**Dataset:**
.....
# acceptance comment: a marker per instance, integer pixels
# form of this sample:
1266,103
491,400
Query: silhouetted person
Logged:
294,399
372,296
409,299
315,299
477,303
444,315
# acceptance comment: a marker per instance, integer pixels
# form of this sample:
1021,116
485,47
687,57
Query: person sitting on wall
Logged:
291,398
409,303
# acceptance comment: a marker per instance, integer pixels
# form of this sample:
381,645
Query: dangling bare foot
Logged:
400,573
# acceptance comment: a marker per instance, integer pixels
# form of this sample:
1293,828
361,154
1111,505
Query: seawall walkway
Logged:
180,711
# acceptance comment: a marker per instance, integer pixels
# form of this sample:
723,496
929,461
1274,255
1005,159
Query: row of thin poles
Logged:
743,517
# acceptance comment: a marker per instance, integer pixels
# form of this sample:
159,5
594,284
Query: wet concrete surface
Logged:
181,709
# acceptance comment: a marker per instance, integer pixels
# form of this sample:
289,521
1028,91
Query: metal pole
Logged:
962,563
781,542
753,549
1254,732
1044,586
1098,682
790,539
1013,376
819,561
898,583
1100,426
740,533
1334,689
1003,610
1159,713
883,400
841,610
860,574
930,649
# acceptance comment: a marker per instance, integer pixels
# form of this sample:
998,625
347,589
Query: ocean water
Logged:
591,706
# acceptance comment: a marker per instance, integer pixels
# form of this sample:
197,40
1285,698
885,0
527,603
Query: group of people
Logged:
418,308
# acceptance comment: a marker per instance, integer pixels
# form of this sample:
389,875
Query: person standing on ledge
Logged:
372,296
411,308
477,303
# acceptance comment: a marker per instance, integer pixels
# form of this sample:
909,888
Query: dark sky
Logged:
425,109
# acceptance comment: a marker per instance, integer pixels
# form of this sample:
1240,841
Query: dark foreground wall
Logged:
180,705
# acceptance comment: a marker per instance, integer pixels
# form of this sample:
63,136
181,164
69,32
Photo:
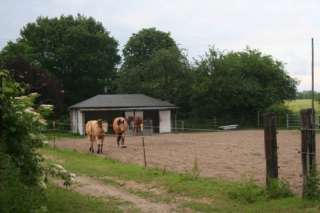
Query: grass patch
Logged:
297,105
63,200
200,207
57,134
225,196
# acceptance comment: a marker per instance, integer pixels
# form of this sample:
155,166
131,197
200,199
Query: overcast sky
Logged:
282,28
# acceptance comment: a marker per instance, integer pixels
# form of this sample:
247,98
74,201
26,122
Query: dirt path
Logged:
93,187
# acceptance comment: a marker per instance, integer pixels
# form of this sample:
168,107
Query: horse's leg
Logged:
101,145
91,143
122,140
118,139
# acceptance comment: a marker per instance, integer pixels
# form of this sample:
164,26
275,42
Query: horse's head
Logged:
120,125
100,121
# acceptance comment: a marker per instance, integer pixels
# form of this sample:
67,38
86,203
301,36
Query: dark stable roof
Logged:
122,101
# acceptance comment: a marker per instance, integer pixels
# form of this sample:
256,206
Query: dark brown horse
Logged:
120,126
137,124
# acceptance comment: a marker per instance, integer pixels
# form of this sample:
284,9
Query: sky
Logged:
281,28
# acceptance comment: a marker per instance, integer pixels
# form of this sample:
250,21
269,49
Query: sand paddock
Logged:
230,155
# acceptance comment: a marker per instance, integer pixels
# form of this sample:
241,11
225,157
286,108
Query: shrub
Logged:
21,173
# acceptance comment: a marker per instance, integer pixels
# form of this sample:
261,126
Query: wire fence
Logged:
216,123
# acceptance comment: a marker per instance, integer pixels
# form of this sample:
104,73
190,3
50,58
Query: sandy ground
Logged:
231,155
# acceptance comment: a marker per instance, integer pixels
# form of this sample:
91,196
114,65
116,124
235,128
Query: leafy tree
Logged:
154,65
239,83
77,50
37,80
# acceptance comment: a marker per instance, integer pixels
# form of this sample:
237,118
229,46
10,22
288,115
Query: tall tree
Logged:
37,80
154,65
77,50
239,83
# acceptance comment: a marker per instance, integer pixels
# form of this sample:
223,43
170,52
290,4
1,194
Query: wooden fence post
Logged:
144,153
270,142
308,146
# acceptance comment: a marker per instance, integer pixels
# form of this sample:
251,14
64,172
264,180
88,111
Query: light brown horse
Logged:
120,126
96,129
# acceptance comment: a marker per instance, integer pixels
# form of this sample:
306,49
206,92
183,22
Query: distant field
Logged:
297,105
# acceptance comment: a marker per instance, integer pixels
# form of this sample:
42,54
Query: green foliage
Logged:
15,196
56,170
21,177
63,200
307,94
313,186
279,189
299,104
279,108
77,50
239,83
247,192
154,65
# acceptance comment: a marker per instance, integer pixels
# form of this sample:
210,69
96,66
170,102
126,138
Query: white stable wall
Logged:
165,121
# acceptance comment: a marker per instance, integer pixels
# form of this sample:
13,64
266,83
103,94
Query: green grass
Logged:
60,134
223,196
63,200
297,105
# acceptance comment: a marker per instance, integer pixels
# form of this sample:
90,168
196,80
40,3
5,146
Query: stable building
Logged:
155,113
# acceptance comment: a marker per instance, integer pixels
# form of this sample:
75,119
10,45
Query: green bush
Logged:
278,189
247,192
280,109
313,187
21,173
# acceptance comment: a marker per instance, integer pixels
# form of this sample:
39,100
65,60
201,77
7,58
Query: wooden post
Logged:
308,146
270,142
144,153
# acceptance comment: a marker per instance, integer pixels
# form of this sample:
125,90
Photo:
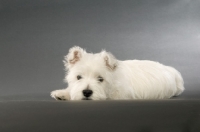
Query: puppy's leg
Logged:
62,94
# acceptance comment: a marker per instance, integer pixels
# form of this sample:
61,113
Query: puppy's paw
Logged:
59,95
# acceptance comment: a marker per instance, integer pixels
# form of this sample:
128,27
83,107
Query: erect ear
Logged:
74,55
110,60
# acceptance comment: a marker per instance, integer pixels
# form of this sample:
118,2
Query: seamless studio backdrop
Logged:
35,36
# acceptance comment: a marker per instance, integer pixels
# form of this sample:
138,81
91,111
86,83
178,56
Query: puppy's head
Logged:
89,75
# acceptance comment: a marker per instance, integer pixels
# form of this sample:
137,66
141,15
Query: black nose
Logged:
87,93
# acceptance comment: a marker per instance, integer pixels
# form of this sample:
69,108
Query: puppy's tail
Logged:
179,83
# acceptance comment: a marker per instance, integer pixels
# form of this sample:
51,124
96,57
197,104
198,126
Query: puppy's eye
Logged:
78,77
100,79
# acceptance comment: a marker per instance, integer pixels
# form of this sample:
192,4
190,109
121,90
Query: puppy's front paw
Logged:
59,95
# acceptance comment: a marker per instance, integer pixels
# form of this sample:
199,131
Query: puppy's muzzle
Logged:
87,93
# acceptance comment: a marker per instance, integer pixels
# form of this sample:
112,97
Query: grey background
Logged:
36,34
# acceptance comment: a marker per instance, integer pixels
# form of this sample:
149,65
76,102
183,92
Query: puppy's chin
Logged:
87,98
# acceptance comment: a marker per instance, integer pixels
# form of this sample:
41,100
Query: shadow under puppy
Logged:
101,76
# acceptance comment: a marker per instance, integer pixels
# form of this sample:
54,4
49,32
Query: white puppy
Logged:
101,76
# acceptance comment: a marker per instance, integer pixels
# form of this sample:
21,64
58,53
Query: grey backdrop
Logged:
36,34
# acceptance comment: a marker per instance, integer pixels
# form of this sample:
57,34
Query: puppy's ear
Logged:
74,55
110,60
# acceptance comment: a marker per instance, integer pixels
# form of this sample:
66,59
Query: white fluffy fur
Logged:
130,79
.....
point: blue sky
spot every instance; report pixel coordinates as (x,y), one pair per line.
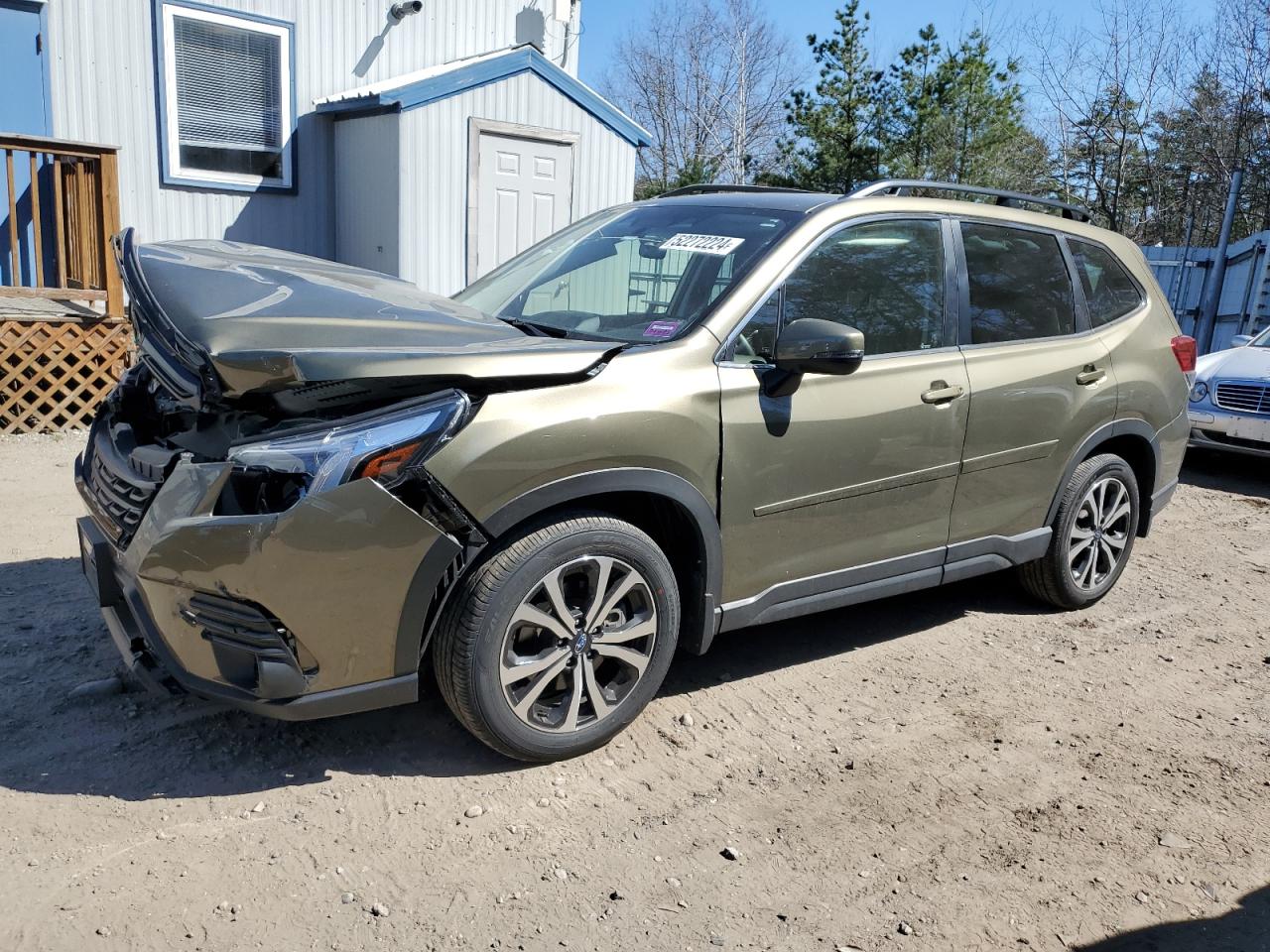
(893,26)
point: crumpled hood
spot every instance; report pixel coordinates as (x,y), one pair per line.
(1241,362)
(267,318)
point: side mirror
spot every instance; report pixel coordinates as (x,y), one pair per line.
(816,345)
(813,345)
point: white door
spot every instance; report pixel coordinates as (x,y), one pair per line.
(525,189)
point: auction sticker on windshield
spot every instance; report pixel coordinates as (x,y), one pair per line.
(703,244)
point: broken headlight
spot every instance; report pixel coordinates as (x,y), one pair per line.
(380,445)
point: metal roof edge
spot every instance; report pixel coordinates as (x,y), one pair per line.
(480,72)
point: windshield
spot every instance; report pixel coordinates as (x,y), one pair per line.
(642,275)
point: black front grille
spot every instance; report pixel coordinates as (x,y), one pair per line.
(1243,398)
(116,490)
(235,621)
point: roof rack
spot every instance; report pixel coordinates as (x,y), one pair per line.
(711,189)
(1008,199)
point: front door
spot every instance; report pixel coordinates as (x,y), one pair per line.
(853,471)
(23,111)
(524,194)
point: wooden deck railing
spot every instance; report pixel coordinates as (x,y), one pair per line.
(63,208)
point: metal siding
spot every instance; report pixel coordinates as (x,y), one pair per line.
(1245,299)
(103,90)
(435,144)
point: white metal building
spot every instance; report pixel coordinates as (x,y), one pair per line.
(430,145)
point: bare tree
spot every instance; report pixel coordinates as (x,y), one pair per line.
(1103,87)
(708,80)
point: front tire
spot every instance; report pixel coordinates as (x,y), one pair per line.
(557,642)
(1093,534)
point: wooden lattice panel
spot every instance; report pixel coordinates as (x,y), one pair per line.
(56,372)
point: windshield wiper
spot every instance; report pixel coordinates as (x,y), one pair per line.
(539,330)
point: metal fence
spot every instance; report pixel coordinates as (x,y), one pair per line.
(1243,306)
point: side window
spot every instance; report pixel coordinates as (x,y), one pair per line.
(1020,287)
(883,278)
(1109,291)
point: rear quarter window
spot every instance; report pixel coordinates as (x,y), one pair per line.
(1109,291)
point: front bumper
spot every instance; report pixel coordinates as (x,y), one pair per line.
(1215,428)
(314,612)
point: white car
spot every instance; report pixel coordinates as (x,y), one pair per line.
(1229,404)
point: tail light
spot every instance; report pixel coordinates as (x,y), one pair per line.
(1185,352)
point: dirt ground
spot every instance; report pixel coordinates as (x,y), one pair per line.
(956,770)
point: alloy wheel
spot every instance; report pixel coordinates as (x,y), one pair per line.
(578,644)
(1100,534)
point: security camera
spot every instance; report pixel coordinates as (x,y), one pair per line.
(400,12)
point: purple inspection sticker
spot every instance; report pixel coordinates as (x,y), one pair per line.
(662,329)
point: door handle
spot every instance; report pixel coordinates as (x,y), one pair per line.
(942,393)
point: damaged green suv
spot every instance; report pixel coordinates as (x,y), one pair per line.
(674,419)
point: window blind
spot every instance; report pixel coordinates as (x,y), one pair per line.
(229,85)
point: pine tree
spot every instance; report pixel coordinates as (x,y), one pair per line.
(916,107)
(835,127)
.....
**Work request:** Each line of the material with the word "black" in it should be listed.

**Answer section:**
Query: black nose
point: black front grille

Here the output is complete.